GIVEN RECORDS =

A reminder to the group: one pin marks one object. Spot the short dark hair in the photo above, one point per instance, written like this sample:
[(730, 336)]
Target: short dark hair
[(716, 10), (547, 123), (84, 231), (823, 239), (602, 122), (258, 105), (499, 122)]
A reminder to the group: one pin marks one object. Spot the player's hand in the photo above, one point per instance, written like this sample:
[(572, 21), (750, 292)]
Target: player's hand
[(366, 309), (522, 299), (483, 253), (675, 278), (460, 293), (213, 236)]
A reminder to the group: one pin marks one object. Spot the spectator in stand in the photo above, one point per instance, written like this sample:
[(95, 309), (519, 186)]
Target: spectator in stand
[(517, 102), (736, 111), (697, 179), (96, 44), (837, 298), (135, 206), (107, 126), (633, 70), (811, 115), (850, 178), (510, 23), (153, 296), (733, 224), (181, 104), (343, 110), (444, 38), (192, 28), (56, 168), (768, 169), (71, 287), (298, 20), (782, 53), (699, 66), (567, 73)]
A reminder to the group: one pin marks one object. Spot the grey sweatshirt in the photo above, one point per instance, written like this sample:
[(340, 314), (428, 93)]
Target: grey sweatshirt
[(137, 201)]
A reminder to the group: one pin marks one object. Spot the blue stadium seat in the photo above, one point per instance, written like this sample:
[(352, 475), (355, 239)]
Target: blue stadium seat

EXERCISE REQUIREMENTS = The records above should be duplicated in full, exactly as given.

RESPONSE BELOW =
A reminder to the group: one pin marks one object. Spot the short dark hair in the photo above, one point per instance, written like this sample:
[(730, 336)]
Target: short dark hair
[(716, 10), (547, 123), (84, 231), (823, 239), (602, 122), (258, 105), (499, 122)]
A reminder to the group: one pin marks one object. Spot the player's hand in the photo above, one point per instance, written like this sample:
[(572, 21), (750, 292)]
Target: player's hand
[(366, 309), (522, 299), (483, 253), (675, 278), (460, 293), (213, 236)]
A reminder to the group: one pin marks one object. Spot the spectator in stand in the photo above, one point per instance, written like this sample:
[(95, 309), (519, 186)]
Target: spectator in stand
[(517, 102), (736, 111), (697, 179), (96, 44), (837, 298), (135, 206), (107, 126), (633, 70), (811, 115), (850, 178), (510, 23), (153, 296), (733, 224), (181, 104), (343, 110), (444, 38), (192, 28), (56, 168), (768, 169), (71, 287), (298, 20), (782, 53), (699, 66), (567, 73)]
A reminder to the group: one pin marks one object. Spot the grey sweatshirt in the photo above, one point per instance, written like this sample:
[(340, 314), (428, 93)]
Target: grey sweatshirt
[(137, 201)]
A reminder to the group: one pin marks one object. Spot the blue stadium seat in the photo above, one point per instance, written like this sample:
[(352, 475), (355, 239)]
Target: blue stadium seat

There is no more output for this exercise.